▸ **EXERCISE**
I need the records below retyped exactly.

▸ **INFORMATION SUPPLIED**
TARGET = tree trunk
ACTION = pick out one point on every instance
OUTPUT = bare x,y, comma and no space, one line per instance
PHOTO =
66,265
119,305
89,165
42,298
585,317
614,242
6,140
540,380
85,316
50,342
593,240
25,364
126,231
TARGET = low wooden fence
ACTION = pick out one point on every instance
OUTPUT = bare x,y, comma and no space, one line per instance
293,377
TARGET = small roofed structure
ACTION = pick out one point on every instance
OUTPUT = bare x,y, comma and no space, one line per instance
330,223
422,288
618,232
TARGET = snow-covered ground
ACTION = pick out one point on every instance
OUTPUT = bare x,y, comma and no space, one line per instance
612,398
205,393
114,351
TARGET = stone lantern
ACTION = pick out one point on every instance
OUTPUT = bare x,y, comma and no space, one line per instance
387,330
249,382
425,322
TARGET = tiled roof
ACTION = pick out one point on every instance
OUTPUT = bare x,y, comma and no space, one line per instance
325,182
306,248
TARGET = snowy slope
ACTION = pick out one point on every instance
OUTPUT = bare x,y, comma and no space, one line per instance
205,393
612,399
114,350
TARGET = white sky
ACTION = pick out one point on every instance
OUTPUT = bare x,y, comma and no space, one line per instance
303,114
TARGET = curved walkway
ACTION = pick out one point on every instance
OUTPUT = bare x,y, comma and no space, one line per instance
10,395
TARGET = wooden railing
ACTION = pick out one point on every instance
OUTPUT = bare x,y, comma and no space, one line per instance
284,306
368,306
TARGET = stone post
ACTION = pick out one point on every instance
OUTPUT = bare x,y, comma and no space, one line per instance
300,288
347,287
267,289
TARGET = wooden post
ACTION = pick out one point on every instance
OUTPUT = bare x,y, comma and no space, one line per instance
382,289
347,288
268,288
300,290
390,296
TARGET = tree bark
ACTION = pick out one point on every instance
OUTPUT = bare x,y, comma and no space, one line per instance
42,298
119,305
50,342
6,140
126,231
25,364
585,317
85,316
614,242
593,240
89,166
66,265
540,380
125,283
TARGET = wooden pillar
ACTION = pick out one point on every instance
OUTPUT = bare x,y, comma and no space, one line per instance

▸ **ANSWER BOX**
TARGET = tree trunk
ACTION = pick out one point on every instance
OUTPUT = bare x,y, comma and no space, one line per instance
PHOTO =
66,265
119,305
89,165
42,298
585,317
614,242
6,140
540,380
85,316
50,342
593,240
25,364
126,231
TARGET = low wooden fence
ACTION = pick out one point on every instance
OUTPUT = bare x,y, comma and no space, one line per instance
293,377
TARGET = small roofed structure
ACTION = pick out one point on every instance
OUTPUT = bare x,y, comma and no space, one line per instance
330,223
422,288
618,232
TARGET = snow-covered ground
ACTION = pick out one point on every instance
OUTPUT = bare x,y, comma and no space, one line per instance
612,398
205,393
114,351
TARGET = stone lantern
ACTION = pick out one point on every instance
OUTPUT = bare x,y, comma and no space, one line per instance
387,330
249,382
425,322
TARGET = tiled roof
ACTION = pick out one point on every instance
OUTPUT = bare x,y, comma and no space, one line per instance
325,182
306,248
TARGET = snowy slope
ACTION = pick out one point on every instance
OUTPUT = bare x,y, comma and no space, one line per instance
205,393
612,399
114,350
TARGET = white sky
ACTION = pick out one point on every instance
OUTPUT = bare x,y, comma and no space, one line per instance
303,114
TARGET = curved walkway
ACTION = pick out one point on every instance
OUTPUT = bare x,y, comma and no space, one line per instance
10,395
TARGET = wooden railing
ACTION = pick out one point on every instance
OUTPUT = bare x,y, comma and no space, one line per instance
284,306
368,306
TARGET = stone post
ACTION = pick out one point on every instance
OUTPUT = bare x,y, comma and no space, one line per instance
300,288
347,287
267,289
TARGET = wooden post
ACTION = pick out one point on every instance
OUTPUT = bare x,y, comma and no space, one line per instance
382,289
347,288
268,288
300,290
390,296
TARGET = tree bark
ACTION = pick out one point on every instance
OUTPUT = bare x,y, comma and no space, one line per instance
42,298
119,305
50,342
6,140
126,231
25,364
585,317
85,316
614,242
593,240
89,166
66,265
540,380
125,283
TARGET = wooden pillar
ACTION = pick out one point on every instance
OUTPUT = bare x,y, comma and no space, one line per instance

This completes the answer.